* [Brief 1]: Pick out every line of the rows below that contains the word "flat" and copy each one.

Aewin unveils rack-scale AI infrastructure & cooling

Mon, 1st Jun 2026 (Today)
Sean Mitchell
SEAN MITCHELL Publisher

AEWIN Technologies unveiled rack-scale AI infrastructure and two-phase direct liquid cooling systems aimed at large-scale AI and data centre workloads.

The line-up includes AI server platforms, dense storage systems and network appliances, alongside a rack-scale cooling design developed with subsidiary Arivor Technologies. The cooling system is designed for AI and high-density computing infrastructure above 100kW per rack.

The server range centres on systems built around next-generation AMD EPYC processors. These include a 1U dual-socket direct liquid cooling server with support for two GPUs, a 2U AI server supporting up to four GPU cards, and a 5U liquid-cooling system supporting up to 16 GPU cards.

Storage is another part of the offering. AEWIN's high-speed storage servers can be configured with 24 U.2 or 32 E3.S SSDs for workloads including generative AI, model training, inference and large-scale data processing.

Cooling focus

AEWIN placed particular emphasis on thermal management as chip power demands rise in AI infrastructure. Its two-phase direct liquid cooling design uses low-boiling-point phase-change cooling technology intended to support next-generation chips above 3000W while improving thermal efficiency and lowering data centre power usage effectiveness.

The company also outlined wider uses for the cooling approach beyond mainstream server deployments. It said it would demonstrate Microchannel Lid applications for chips above 5000W, alongside high-end gaming systems intended to show the scope of the cooling technology.

The broader portfolio also includes platforms for edge AI, storage and cybersecurity workloads. Among them are the BIS-5231, a dual-socket general-purpose server with up to eight PCIe Gen5 slots, the BAS-6101 compact edge AI platform, the MIS-5131 2U2N high-availability storage server, and the SCB-1953 network appliance built on Intel Xeon 6 processors with Intel QAT acceleration.

* [Brief 2]: Reproduce the whole article above on AEWIN's rack-scale AI infrastructure and cooling, word for word.

* [Working data]:
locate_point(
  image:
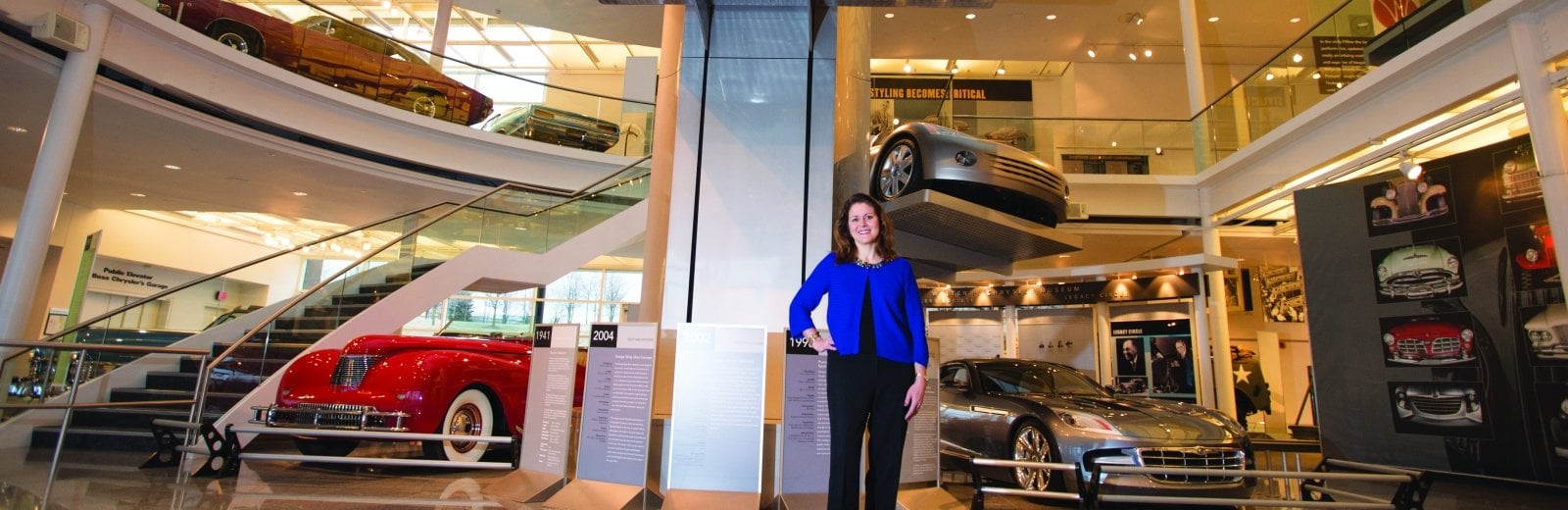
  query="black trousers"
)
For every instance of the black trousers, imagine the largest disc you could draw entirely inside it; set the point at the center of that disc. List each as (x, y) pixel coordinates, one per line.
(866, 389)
...
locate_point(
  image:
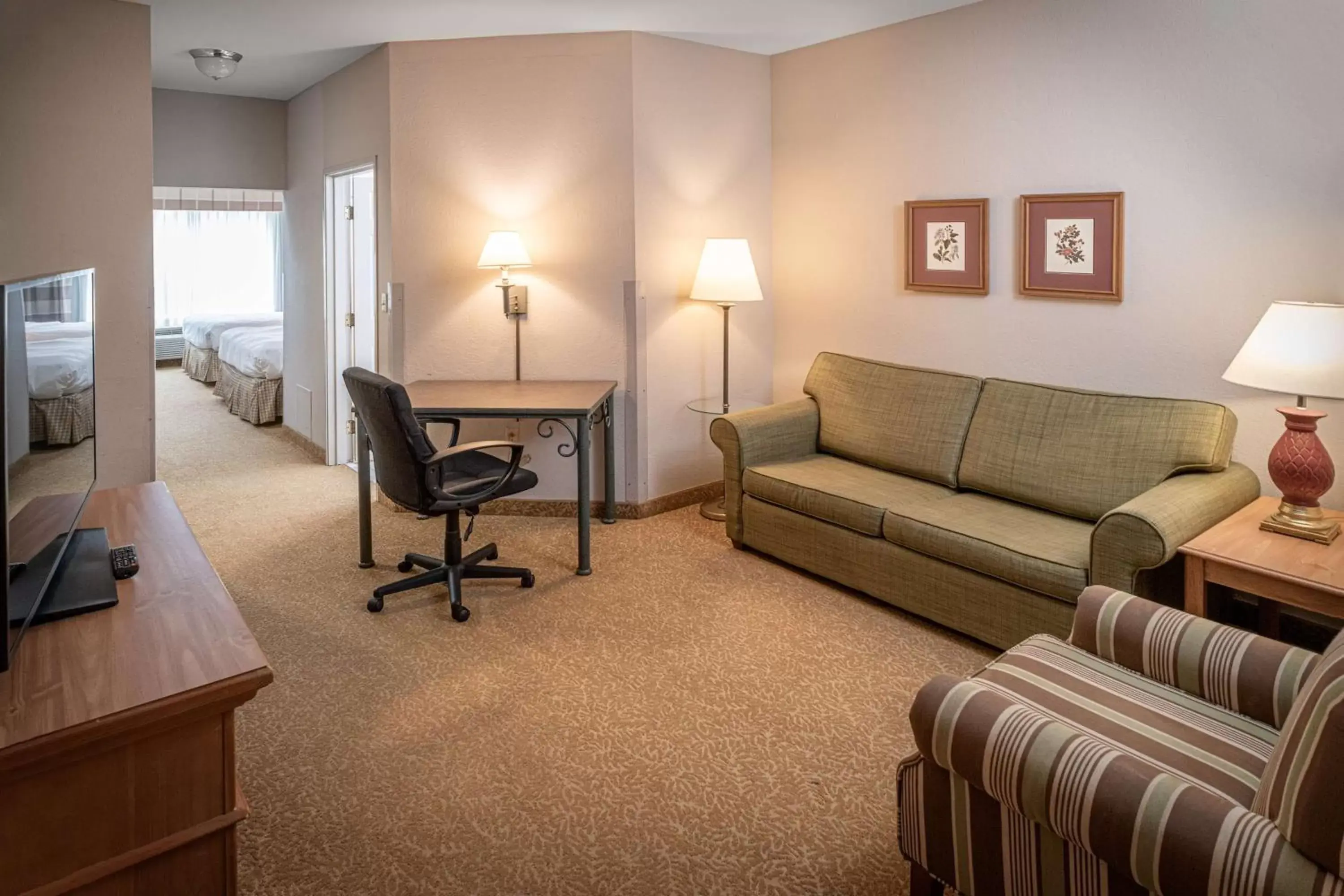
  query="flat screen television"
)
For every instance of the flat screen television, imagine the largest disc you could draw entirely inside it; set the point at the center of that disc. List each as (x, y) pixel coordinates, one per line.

* [Task result 1]:
  query="flat screen television"
For every instance of the flat screen television, imagine the largest disc you could draw entirely inside it; set the point at the center of that disc. List each as (x, y) pixel coordinates, one per line.

* [Task result 2]:
Aewin unveils rack-scale AI infrastructure & cooling

Mon, 1st Jun 2026 (Today)
Sean Mitchell
SEAN MITCHELL Publisher

AEWIN Technologies unveiled rack-scale AI infrastructure and two-phase direct liquid cooling systems aimed at large-scale AI and data centre workloads.

The line-up includes AI server platforms, dense storage systems and network appliances, alongside a rack-scale cooling design developed with subsidiary Arivor Technologies. The cooling system is designed for AI and high-density computing infrastructure above 100kW per rack.

The server range centres on systems built around next-generation AMD EPYC processors. These include a 1U dual-socket direct liquid cooling server with support for two GPUs, a 2U AI server supporting up to four GPU cards, and a 5U liquid-cooling system supporting up to 16 GPU cards.

Storage is another part of the offering. AEWIN's high-speed storage servers can be configured with 24 U.2 or 32 E3.S SSDs for workloads including generative AI, model training, inference and large-scale data processing.

Cooling focus

AEWIN placed particular emphasis on thermal management as chip power demands rise in AI infrastructure. Its two-phase direct liquid cooling design uses low-boiling-point phase-change cooling technology intended to support next-generation chips above 3000W while improving thermal efficiency and lowering data centre power usage effectiveness.

The company also outlined wider uses for the cooling approach beyond mainstream server deployments. It said it would demonstrate Microchannel Lid applications for chips above 5000W, alongside high-end gaming systems intended to show the scope of the cooling technology.

The broader portfolio also includes platforms for edge AI, storage and cybersecurity workloads. Among them are the BIS-5231, a dual-socket general-purpose server with up to eight PCIe Gen5 slots, the BAS-6101 compact edge AI platform, the MIS-5131 2U2N high-availability storage server, and the SCB-1953 network appliance built on Intel Xeon 6 processors with Intel QAT acceleration.